[START OF Source document]

Dynamic SQL and Stored Procedures

In this section, we will look at the advantages of using stored procedures over sending SQL statements from the client. We will also look at what happens when you use dynamic SQL in a stored procedure, and show that you lose some of the advantages with stored procedures, whereas other are unaffected.

Caching Query Plans

Every query you run in SQL Server requires a query plan. When you run a query the first time, SQL Server builds a query plan for it – or as the terminology goes – it compiles the query. SQL Server saves the plan in cache, and next time you run the query, the plan is reused. The query plan stays in cache until it’s aged out because it has not been used for a while, or it is invalidated for some reason.

The reuse of cached query plans is very important for the performance of queries where the compilation time is in par with the execution time or exceeds it. If a query needs to run for four minutes, it does not matter much if the query is recompiled for an extra second each time. On the other hand, if the execution time of the query is 40 ms but it takes one second to compile the query, there is a huge gain with the cached plan, particularly if the query is executed repeatedly.

Up to SQL 6.5 the only plans there were put into the cache were plans for stored procedures. Loose batches of SQL were compiled each time. And since the query plan for dynamic SQL is not part of the stored procedure, that included dynamic SQL as well. Thus in SQL 6.5, the use of dynamic SQL nullified the benefit with stored procedures in this regard.

Starting with SQL 7, SQL Server also caches the plans for bare statements sent from a client or generated through dynamic SQL. Say that you send this query from the client, or execute it with EXEC():

SELECT O.OrderID, SUM(OD.UnitPrice * OD.Quantity)

FROM Orders O

JOIN [Order Details] OD ON O.OrderID = OD.OrderID

WHERE O.OrderDate BETWEEN ‘19980201’ AND ‘19980228’

AND EXISTS (SELECT *

FROM [Order Details] OD2

WHERE O.OrderID = OD2.OrderID

AND OD2.ProductID = 76)

GROUP BY O.OrderID

The query returns the total order amount for the orders in February 1998 that contained the product Lakkalikööri. SQL Server will put the plan into the cache, and next time you run this query, the plan will be reused. But only if it is the same query. Since the cache lookup is by a hash value computed from the query text, the cache is space- and case-sensitive. Thus, if you add a single space somewhere, the plan is not reused. More importantly, it is not unlikely that next time you want to run the query for a different product, or a different period.

All this changes, if you instead use sp_executesql to run your query with parameters:

DECLARE @sql nvarchar(2000)

SELECT @sql = ‘SELECT O.OrderID, SUM(OD.UnitPrice * OD.Quantity)

FROM dbo.Orders O

JOIN dbo.[Order Details] OD ON O.OrderID = OD.OrderID

WHERE O.OrderDate BETWEEN @from AND @to

AND EXISTS (SELECT *

FROM dbo.[Order Details] OD2

WHERE O.OrderID = OD2.OrderID

AND OD2.ProductID = @prodid)

GROUP BY O.OrderID’

EXEC sp_executesql @sql, N’@from datetime, @to datetime, @prodid int’,

‘19980201’, ‘19980228’, 76

The principle for cache lookup is the same as for a non-parameterised query: SQL Server hashes the query text and looks up the hash value in the cache, still in a case- and space-sensitive fashion. But since the parameter values are not part of the query text, the same plan can be reused even when the input changes.

[END OF Source document]

Parts of the exercise>
• A. Answer these questions about the dynamic SQL text:
(i) Up to which version of SQL Server were the only cached plans those for stored procedures?
(ii) The cache lookup uses a hash value computed from what?
(iii) Which product do the orders in the first example query contain?
• B. Please reproduce the passage of the dynamic SQL text between "JOIN dbo.[Order Details]" and "OD2.ProductID = @prodid)", inclusive.

[START OF Supplied entries]

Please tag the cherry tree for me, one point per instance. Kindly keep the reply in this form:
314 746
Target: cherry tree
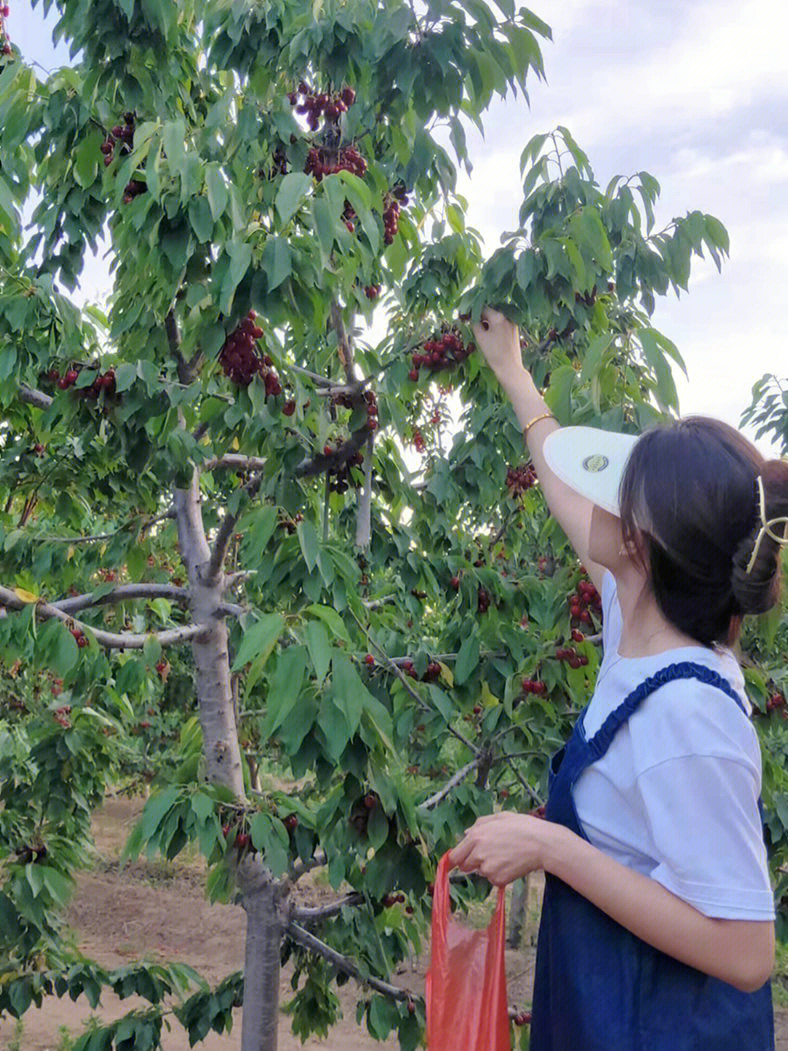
215 559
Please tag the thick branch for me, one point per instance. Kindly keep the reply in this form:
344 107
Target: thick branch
306 914
341 963
403 679
344 345
111 640
38 398
225 533
186 370
234 460
364 526
123 593
456 779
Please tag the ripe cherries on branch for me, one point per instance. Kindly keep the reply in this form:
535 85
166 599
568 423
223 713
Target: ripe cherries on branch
444 352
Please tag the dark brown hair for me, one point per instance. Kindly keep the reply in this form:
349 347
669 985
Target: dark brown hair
690 488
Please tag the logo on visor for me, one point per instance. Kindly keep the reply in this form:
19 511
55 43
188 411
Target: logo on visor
596 462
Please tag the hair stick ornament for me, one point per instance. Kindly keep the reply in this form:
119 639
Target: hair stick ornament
766 527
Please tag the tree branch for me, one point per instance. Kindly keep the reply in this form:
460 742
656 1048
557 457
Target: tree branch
111 640
225 533
123 593
344 346
234 460
186 370
456 779
306 914
37 398
402 678
364 524
308 941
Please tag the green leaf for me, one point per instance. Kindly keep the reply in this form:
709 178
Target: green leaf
267 839
319 648
310 545
332 620
348 691
325 225
468 659
284 688
292 190
216 189
87 158
260 639
276 262
201 219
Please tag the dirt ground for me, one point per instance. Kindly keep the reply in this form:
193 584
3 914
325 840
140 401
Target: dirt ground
159 911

[END OF Supplied entries]

Solutions by task>
• A.
(i) SQL 6.5
(ii) The query text
(iii) Lakkalikööri

• B.
JOIN dbo.[Order Details] OD ON O.OrderID = OD.OrderID

WHERE O.OrderDate BETWEEN @from AND @to

AND EXISTS (SELECT *

FROM dbo.[Order Details] OD2

WHERE O.OrderID = OD2.OrderID

AND OD2.ProductID = @prodid)